## WHAT NEEDS TO BE DONE
The records below need to be set down again exactly; their images stay out.

## DATA EXTRACTS
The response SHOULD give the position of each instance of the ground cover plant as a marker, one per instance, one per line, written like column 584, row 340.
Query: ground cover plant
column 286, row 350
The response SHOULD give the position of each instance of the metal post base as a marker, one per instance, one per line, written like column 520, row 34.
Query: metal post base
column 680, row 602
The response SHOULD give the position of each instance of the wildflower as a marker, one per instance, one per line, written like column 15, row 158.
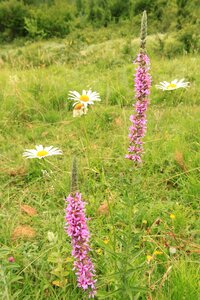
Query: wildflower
column 41, row 152
column 79, row 110
column 172, row 250
column 144, row 222
column 76, row 227
column 106, row 241
column 173, row 85
column 172, row 216
column 52, row 238
column 142, row 90
column 149, row 258
column 11, row 259
column 99, row 251
column 87, row 97
column 156, row 252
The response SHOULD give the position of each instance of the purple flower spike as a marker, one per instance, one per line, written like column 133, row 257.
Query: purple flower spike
column 76, row 227
column 142, row 90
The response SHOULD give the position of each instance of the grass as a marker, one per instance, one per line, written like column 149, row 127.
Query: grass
column 129, row 209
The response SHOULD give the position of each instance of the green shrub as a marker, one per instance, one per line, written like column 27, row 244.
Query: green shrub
column 12, row 14
column 173, row 47
column 189, row 36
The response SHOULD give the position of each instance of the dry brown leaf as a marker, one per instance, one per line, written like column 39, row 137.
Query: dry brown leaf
column 23, row 232
column 103, row 209
column 29, row 210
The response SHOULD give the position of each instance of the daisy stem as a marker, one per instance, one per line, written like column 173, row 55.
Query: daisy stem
column 87, row 141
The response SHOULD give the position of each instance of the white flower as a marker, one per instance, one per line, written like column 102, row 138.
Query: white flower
column 87, row 97
column 173, row 85
column 79, row 110
column 41, row 152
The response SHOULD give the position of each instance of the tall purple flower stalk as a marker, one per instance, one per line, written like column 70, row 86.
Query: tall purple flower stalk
column 76, row 228
column 142, row 90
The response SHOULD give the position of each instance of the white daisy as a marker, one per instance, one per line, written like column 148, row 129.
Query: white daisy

## YOUR SOLUTION
The response SHOULD give the position of each instance of the ground cover plant as a marker, one per instance, one per line, written like column 584, row 340.
Query: ground cover plant
column 286, row 350
The response SHOULD give the position of each instance of the metal post base as a marker, one per instance, one per line, written like column 520, row 34.
Query: metal post base
column 680, row 602
The response SHOULD give the position of each instance of the wildflower as a marker, one per instance, one per line, written like column 15, row 158.
Query: wildflower
column 41, row 152
column 79, row 110
column 172, row 250
column 144, row 222
column 76, row 227
column 106, row 241
column 173, row 85
column 172, row 216
column 52, row 238
column 142, row 90
column 149, row 258
column 11, row 259
column 99, row 251
column 87, row 97
column 156, row 252
The response SHOULD give the position of each instance of the purple flower spike as a marker, one per instance, one per line, written like column 133, row 257.
Query: purple flower spike
column 76, row 227
column 142, row 90
The response SHOULD give the position of each instance of the grass as a marker, one per instance, one per line, written like column 149, row 127.
Query: grass
column 129, row 209
The response SHOULD give the position of each instance of the green shrub as a marker, one per instance, one per line, written like column 27, row 244.
Query: green shrub
column 12, row 14
column 173, row 47
column 189, row 36
The response SHOULD give the position of each instance of the dry brown leaf as a marker, one per instance, one per line, written like column 39, row 137.
Query: dry brown leaf
column 23, row 232
column 103, row 209
column 29, row 210
The response SHOULD give the position of each instance of the daisy stem as a marker, one per instance, one per line, written like column 173, row 55.
Query: daisy stem
column 87, row 141
The response SHOULD give the position of each instance of the white flower as a marker, one per instance, one per line, written like column 102, row 138.
Query: white flower
column 87, row 97
column 173, row 85
column 79, row 110
column 41, row 152
The response SHOULD give the position of each instance of the tall purple flower stalk as a marker, one per instance, one per line, written like column 70, row 86.
Query: tall purple flower stalk
column 76, row 228
column 142, row 90
The response SHOULD give the position of each instance of the white daisy as a marker, one per instance, one per line, written like column 148, row 129.
Query: white daisy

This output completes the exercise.